==== Dataset records

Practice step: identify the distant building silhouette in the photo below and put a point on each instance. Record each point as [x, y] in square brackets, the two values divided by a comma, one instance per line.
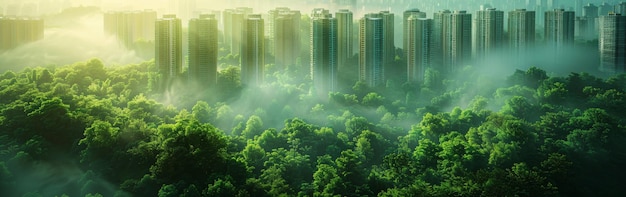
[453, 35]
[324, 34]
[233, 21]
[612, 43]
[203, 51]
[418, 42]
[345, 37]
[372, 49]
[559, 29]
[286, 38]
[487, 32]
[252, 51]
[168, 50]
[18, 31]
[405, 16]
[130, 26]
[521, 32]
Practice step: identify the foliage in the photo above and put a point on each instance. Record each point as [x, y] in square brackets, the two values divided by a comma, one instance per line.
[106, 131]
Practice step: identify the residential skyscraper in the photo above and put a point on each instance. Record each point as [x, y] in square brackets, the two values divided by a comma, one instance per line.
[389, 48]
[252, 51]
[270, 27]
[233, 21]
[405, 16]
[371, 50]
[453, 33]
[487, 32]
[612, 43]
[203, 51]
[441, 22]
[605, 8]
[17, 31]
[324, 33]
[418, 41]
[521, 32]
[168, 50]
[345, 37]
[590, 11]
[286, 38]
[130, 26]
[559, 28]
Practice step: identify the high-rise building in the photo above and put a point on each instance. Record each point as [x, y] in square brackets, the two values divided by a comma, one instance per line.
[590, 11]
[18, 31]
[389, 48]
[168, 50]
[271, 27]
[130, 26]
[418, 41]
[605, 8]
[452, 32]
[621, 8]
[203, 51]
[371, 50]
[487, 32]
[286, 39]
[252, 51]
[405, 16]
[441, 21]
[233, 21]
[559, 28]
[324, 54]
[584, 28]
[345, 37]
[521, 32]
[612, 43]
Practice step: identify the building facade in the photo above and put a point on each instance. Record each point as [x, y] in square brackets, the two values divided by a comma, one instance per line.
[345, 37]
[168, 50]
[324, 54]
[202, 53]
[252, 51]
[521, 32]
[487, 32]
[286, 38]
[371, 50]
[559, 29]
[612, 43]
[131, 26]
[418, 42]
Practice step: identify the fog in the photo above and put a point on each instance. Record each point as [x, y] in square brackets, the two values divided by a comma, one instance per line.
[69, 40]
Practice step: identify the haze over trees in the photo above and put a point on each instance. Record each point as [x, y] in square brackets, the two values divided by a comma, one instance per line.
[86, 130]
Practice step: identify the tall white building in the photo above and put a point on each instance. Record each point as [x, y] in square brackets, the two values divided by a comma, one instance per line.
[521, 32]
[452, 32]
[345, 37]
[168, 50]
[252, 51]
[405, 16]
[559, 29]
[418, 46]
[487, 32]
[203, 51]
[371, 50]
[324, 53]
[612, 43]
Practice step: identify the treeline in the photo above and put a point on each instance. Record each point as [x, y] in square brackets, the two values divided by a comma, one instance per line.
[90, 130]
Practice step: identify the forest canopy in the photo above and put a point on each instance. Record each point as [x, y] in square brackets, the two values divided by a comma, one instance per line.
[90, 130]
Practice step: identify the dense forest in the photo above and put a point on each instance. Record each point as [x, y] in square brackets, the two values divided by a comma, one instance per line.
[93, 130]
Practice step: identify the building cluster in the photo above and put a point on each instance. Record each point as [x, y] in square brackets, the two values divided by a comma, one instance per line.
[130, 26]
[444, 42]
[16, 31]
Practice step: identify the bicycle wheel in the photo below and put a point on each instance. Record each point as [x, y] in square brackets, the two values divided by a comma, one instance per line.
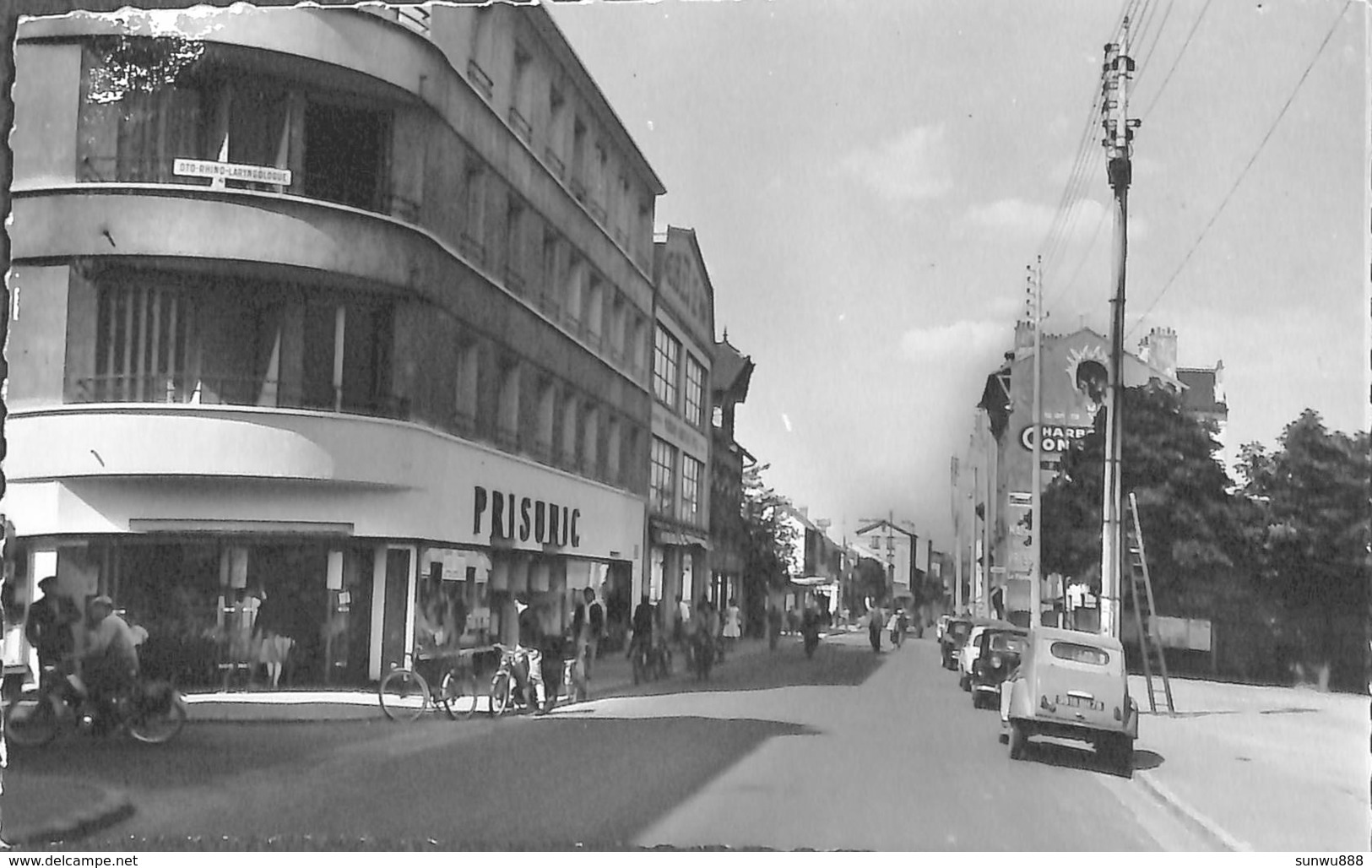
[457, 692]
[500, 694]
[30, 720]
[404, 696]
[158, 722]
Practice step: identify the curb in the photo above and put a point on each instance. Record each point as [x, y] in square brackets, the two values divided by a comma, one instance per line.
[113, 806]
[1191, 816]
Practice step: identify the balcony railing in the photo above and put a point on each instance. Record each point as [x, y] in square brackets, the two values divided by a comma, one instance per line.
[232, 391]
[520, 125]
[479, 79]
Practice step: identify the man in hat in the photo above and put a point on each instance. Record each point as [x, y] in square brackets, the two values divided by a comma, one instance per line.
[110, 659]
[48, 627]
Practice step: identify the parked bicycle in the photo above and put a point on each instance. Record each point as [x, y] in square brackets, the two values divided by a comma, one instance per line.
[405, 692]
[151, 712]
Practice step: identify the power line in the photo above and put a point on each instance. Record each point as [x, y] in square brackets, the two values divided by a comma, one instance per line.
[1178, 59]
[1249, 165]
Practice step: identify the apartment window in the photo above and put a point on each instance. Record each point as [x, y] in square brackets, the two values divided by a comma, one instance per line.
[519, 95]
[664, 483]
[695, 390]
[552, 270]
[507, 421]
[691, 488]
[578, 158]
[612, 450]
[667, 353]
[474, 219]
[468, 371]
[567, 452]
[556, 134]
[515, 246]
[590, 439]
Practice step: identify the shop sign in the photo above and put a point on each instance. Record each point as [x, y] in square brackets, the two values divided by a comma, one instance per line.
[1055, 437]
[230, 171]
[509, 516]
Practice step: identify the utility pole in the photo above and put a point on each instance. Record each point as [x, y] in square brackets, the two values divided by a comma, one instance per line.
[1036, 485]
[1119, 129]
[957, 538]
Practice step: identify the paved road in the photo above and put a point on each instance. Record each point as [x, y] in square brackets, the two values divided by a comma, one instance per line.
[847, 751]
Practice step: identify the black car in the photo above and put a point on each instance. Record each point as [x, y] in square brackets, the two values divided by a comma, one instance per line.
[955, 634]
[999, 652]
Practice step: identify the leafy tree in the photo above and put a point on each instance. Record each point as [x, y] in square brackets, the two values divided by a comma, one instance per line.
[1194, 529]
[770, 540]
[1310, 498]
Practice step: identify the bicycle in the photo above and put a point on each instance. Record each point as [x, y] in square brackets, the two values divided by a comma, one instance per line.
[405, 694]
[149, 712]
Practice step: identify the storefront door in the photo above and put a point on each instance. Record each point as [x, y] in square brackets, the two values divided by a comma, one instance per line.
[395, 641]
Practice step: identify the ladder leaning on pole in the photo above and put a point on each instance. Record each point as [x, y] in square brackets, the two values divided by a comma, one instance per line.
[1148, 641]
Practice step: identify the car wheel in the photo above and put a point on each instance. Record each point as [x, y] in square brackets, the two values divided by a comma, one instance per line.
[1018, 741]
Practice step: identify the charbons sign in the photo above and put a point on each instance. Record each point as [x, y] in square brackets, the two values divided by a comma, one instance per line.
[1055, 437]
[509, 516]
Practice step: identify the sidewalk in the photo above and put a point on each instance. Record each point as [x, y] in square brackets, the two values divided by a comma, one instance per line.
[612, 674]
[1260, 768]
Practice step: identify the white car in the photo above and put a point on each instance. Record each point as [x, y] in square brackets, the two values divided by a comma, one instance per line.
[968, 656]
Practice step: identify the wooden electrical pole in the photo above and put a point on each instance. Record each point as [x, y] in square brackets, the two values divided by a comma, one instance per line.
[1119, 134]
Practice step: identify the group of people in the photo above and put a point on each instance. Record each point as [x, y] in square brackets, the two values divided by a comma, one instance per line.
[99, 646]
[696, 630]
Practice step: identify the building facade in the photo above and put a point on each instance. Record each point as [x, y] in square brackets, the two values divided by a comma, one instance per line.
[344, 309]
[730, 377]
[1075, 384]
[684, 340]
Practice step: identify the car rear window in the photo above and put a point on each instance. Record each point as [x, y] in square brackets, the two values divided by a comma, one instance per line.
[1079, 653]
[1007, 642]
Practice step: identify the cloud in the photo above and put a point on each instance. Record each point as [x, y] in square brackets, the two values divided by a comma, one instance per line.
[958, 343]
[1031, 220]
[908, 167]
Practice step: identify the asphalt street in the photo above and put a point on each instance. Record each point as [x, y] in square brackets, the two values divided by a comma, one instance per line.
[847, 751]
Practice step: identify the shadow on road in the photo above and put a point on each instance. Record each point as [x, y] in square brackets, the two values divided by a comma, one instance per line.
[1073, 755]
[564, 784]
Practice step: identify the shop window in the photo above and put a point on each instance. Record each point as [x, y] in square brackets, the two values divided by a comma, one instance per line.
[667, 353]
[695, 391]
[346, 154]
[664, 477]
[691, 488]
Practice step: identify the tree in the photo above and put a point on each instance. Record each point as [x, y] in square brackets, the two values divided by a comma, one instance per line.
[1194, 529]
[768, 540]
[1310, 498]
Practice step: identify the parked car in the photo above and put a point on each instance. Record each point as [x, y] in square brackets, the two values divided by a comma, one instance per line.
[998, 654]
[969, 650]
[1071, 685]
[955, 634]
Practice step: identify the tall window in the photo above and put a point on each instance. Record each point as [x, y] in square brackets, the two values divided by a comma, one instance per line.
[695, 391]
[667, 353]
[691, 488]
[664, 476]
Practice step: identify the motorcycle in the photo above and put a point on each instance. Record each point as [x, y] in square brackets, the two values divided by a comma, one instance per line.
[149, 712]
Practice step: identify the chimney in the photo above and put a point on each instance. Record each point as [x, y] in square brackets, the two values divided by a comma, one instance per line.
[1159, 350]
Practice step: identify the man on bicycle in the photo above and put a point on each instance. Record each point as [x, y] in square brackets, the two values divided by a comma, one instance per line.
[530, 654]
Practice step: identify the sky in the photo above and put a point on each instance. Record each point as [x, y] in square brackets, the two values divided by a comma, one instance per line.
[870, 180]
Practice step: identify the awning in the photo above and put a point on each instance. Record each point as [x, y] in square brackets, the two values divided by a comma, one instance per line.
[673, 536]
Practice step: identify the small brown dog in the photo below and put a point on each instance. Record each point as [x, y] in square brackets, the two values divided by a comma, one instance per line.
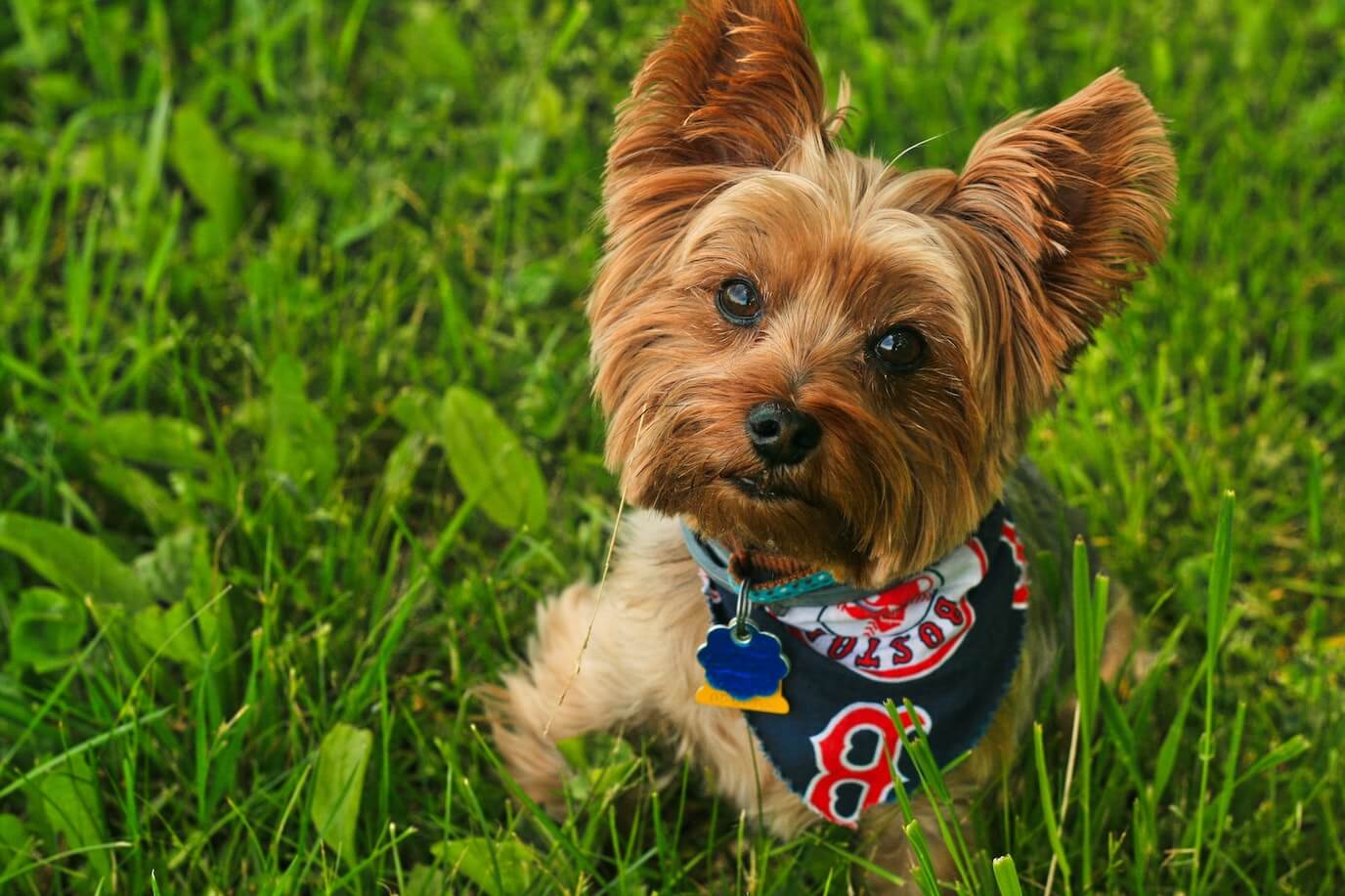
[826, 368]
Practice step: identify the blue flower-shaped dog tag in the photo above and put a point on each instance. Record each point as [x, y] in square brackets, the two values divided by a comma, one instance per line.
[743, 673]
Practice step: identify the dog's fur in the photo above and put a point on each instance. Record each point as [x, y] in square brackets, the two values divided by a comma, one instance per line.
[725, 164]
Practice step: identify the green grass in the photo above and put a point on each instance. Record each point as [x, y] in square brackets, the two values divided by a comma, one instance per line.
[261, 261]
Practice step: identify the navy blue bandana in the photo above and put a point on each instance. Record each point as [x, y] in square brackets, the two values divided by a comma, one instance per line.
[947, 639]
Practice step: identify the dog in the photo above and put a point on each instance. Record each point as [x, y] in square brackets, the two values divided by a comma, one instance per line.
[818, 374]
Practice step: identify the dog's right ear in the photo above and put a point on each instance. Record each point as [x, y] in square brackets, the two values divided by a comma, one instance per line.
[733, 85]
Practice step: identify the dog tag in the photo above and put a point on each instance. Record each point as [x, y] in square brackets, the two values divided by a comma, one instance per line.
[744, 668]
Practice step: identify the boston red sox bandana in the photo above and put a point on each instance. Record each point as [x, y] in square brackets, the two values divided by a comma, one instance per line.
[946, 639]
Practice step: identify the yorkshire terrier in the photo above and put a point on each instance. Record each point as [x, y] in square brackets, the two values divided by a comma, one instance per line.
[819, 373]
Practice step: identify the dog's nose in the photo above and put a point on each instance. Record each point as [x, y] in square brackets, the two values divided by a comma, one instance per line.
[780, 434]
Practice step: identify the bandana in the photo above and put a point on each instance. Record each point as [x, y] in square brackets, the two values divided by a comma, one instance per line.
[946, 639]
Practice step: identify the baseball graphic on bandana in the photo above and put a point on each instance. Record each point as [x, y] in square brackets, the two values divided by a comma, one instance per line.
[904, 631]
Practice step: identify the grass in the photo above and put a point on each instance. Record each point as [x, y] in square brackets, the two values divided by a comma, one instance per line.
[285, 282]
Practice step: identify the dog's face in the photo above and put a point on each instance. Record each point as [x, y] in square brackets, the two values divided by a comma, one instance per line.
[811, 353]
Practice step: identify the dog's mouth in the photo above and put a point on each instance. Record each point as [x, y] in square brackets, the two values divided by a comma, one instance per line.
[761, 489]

========

### Exercise task
Copy out the lines of the material from the one containing "Practice step: identify the black" through the one containing "[1018, 741]", both included, reproducing them word for word.

### The completed task
Practice step: identify the black car in the photo above and put a point on each instance. Record each point as [x, y] in square brackets, the two values divided by a comma, one instance per line.
[955, 634]
[999, 652]
Practice step: identify the leafy tree in the photo above and put a point on each instance. Record each point as [x, y] in square brackets, the two values divided by a comma, one instance per line.
[1194, 529]
[770, 540]
[1310, 498]
Practice step: identify the bicycle in the photo above and put a point on each instance. Record each point as [x, y] in square brackets, the two values divided by a comma, one instance per line.
[405, 694]
[149, 712]
Practice step: identify the storefront door in the photo above and put a point on each instance. Record each point as [x, y] in square brackets, the two values divided by a comma, one instance per line.
[395, 641]
Practice step: identify the ladder leaning on pole in the photo above and put a point on each instance. Record each point as [x, y] in square brackets, the two values divided by a comma, one instance per line.
[1148, 641]
Practice step: identify the car wheel in the photo above and put a point on each instance. Record each point as [x, y] in square brackets, the two values divided by a comma, one instance per line.
[1018, 741]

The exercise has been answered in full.